Some people crave money; others, fame; others, power. The desire for power, everyone knows, is greater than the desire for fame or for money. Power is a narcotic to which people become addicted even as their craving for it visits suffering upon those nearest and dearest them.

In the book of Acts we learn of Simon Magnus, a man who trafficked in occult power. Simon Magus noticed the unusual effectiveness of apostles like Peter. He concluded that he should have whatever power they had, for such power would magnify his manipulation of the occult. He approached Peter, flashed his money and attempted to purchase the power of the Holy Spirit from the apostle. Peter was outraged at his crassness and blasphemy. “Away with your and your money, thinking you can buy God’s gift with cash!” the text says with undisguised vehemence and disgust. The truth is, we can’t buy God’s gift with money. We can’t grab it and hoard it and then use it for whatever self-serving end we have in mind. We can’t co-opt God in our pursuit of power; we can’t harness his power to our schemes. We can, however, find ourselves infused with the unique power that is God’s Spirit. Pentecost is the festival of the Spirit, the acknowledgement of God’s singular effectiveness in and with his own people. Let’s think for the next few minutes of how God’s people before us, centuries before us, were moved to speak of the Spirit.

They spoke of the Spirit as breath. “Breath” in Hebrew denotes creativity. The breath of God that God breathes into his own people is that movement of God upon us and within us which enlivens our creativity and frees it for service in God’s kingdom. We mustn’t think of creativity here in the sense in which this overworked word is used every day: the creative person is the one with rare talent as writer or painter or composer or dancer. Where the Spirit is concerned, creativity has nothing to do with extraordinary artistic talent. The creativity of the Spirit, rather, is simply the freeing, the freeing up, the magnification and multiplied usefulness of any gift we have in order that this talent might now be sued for God’s purposes among those near and far.

One of my friends was employed as a chemist all his working life. Having become weary of the “grind,” he decided to retire early. At the conclusion of several of those twists and turns in the road of life that we can make sense of looking backward but can never see looking ahead, he ended up teaching mathematics to high school dropouts who were serving prison sentences. Until he began this work no one knew he could teach mathematics. He didn’t know this himself, for the simple reason that he had never taught anything. More important, no one (including himself) was aware that he could relate to convicts. (Not everyone can.) He looks upon his work with these sufferers (he has come to see them not merely as offenders but as men who have usually sustained extraordinary childhood wounds) as kingdom-service the likes of which he has never known in his life.

There’s something about Spirit-creativity we must take to heart. The Spirit, or breath, of God fosters and frees up such creativity as and only as we first decide to do something. I don’t think the best approach in congregational life is to draw up a list of talents in the congregation and then conclude that we can attempt only those things for which we have demonstrable talent. It’s just the opposite. Suffused with the gospel, our hearts pierced by the suffering around us that the gospel frees us to stop denying, we see what has to be done and therefore what we must do, since there’s no one else to do it. Then, as we resolve to do it, even in fear and trembling, the Spirit breathes upon us and whatever is needed always turns up. (By now we should have stopped saying “somehow turns up.”)

Instructions:
1. In the Pentecost sermon, what does "breath" denote in Hebrew?
2. Translate this sentence from the Pentecost sermon into Spanish: "Pentecost is the festival of the Spirit, the acknowledgement of God’s singular effectiveness in and with his own people."
The records have no connection to the Pentecost sermon.

(Entries from a point annotation set)
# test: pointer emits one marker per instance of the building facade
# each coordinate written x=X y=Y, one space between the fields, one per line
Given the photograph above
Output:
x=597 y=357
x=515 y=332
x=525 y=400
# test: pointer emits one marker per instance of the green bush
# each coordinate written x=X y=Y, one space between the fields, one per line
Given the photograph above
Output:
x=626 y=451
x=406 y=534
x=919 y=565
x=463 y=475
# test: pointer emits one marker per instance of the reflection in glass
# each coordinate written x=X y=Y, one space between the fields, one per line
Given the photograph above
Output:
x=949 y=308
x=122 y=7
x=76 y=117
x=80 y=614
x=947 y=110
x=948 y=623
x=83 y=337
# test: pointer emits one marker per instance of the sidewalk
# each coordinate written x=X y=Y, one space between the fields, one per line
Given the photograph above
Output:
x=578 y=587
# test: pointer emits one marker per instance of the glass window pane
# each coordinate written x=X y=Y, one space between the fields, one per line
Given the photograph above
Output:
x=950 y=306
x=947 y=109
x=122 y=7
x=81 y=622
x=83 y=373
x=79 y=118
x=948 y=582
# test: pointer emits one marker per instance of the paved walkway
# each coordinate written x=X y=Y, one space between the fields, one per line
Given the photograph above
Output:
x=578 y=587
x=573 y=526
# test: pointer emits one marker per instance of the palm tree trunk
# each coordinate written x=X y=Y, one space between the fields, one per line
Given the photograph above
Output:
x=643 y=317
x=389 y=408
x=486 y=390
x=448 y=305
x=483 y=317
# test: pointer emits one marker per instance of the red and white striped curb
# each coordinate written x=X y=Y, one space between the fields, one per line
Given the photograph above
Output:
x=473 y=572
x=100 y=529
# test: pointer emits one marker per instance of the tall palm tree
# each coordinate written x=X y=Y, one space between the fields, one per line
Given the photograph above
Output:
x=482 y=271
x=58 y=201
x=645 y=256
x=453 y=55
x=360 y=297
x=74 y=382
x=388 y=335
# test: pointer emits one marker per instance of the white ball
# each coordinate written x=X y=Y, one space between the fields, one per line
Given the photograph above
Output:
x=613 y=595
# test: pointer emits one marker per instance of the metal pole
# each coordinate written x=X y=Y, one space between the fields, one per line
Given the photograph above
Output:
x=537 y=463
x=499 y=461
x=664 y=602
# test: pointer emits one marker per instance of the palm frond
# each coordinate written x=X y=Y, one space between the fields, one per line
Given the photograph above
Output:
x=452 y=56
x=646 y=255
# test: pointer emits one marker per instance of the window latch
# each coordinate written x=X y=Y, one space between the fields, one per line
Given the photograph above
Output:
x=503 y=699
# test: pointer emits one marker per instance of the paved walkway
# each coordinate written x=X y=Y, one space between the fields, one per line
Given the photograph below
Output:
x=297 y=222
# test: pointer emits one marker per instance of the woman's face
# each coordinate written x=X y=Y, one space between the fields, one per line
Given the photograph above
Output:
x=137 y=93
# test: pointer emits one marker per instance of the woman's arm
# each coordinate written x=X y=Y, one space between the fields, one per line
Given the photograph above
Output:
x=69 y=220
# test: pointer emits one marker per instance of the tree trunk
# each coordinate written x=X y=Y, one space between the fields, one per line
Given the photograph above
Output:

Answers to the exercise:
1. Creativity.

2. Pentecostés es la fiesta del Espíritu, el reconocimiento de la singular eficacia de Dios en y con su propio pueblo.